* YOUR INSTRUCTIONS:
Transcribe the records below exactly.

- - - - -

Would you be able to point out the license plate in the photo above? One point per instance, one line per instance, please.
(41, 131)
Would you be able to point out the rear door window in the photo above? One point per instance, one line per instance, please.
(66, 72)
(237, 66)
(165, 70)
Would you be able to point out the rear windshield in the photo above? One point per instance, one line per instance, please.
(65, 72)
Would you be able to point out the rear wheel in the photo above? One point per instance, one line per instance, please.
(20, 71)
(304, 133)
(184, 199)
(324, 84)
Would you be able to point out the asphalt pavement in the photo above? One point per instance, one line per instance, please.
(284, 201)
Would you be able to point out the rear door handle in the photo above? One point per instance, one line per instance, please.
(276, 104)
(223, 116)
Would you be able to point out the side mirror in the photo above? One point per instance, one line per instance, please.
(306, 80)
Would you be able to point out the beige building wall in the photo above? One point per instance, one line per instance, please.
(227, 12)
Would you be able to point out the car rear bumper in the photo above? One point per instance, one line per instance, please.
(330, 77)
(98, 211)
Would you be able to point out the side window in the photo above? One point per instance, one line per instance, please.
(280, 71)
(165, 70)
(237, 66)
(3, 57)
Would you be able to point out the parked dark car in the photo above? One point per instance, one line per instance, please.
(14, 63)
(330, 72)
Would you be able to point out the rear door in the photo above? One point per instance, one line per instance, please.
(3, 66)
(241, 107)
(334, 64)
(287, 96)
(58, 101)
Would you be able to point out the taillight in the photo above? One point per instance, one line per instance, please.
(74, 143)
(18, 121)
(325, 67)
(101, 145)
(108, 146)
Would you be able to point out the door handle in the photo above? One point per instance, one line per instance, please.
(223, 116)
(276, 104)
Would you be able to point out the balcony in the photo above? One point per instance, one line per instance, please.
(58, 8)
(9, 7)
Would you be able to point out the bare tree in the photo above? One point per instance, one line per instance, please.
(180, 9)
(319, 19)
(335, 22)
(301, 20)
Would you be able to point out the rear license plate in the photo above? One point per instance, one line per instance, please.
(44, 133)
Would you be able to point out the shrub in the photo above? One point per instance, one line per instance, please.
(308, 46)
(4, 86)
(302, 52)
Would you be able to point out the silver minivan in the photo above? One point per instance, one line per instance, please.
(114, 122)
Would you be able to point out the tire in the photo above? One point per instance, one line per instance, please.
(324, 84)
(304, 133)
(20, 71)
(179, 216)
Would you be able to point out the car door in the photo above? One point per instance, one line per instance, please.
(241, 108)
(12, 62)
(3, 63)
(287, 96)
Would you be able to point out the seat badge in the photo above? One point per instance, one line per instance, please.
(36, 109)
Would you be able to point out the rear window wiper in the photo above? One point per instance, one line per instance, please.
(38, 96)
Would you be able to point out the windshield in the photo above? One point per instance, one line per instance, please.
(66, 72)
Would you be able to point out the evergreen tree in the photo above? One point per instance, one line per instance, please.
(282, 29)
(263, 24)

- - - - -

* ANSWER TO THE EXERCISE:
Would you be able to point out the license plate in the photo above? One point per instance, one line per instance, please.
(41, 131)
Would you be able to point out the rear door window in the photo above? One point per instance, one line per instance, please.
(66, 72)
(237, 66)
(165, 70)
Would you be able to point out the rear windshield in the photo above? One point per instance, one line per instance, please.
(65, 72)
Would you be able to point out the rear wheel in the photo above? One point per instance, one line per instance, please.
(20, 71)
(304, 133)
(184, 199)
(324, 84)
Would you be able to point out the asphalt pavement in the photo above? One point per instance, one line per instance, please.
(284, 201)
Would you be able to point out the rear door handle in the photo above? One point per instance, one line per instance, please.
(276, 104)
(223, 116)
Would you be able to point out the side mirror in the photo above? One point per instance, one line per instance, please.
(306, 80)
Would you be able to point out the beige building wall in the photo above? One point per instance, one line per instance, please.
(227, 12)
Would you be able to point out the car rear bumper in the photo above? One point per instance, one line per instance, please.
(330, 77)
(98, 211)
Would you be able to point out the side window in the photo above? One point per instance, one line per instance, please.
(280, 71)
(165, 70)
(237, 66)
(3, 57)
Would you be able to point out the parked dark car in the photo above? One point per instance, one line per instance, please.
(14, 63)
(330, 72)
Would you be able to point out the rear door in the photo above? One point per instance, one line per instance, please.
(3, 66)
(241, 107)
(334, 64)
(287, 96)
(58, 101)
Would you be able to point out the taillight in the photo above? One point per instance, one line per instance, please.
(74, 143)
(18, 121)
(325, 67)
(101, 145)
(108, 146)
Would you be able to point out the door handle in the photo above? One point per instance, one line per instance, please.
(223, 116)
(276, 104)
Would you be able to point out the balcony in the photo above? One point per instance, one line per instance, please.
(58, 8)
(9, 7)
Would you be able to point out the bare tree in the photo above? One point per instance, one line per instance, please.
(180, 9)
(319, 19)
(335, 22)
(301, 20)
Would you be able to point out the rear license plate in the photo above? One point per instance, one line per instance, please.
(44, 133)
Would you be able to point out the shrub in the photo above? One point per instance, one line per instance, please.
(308, 46)
(4, 86)
(302, 52)
Would you be able to point out the silver minivan in the photo above? One point per instance, one line per instance, please.
(114, 122)
Would you be able to point out the tire in the photo above? One point per instance, one line per instance, please.
(324, 84)
(304, 133)
(20, 71)
(179, 216)
Would you be able to point out the car door in the photo above? One point per instance, one line per instance, please.
(241, 108)
(12, 62)
(3, 63)
(287, 96)
Would you be able to point out the seat badge in the photo above? One point per instance, one line per instance, please.
(36, 109)
Would you be able to point out the rear window wiper in the photo above? One point per instance, one line per instance, please.
(38, 96)
Would you be able to point out the windshield in the photo above? One point per instance, one line per instance, please.
(66, 72)
Would you be able to point out the evergreen tree in the photo above? One point per instance, one line per instance, please.
(282, 29)
(263, 24)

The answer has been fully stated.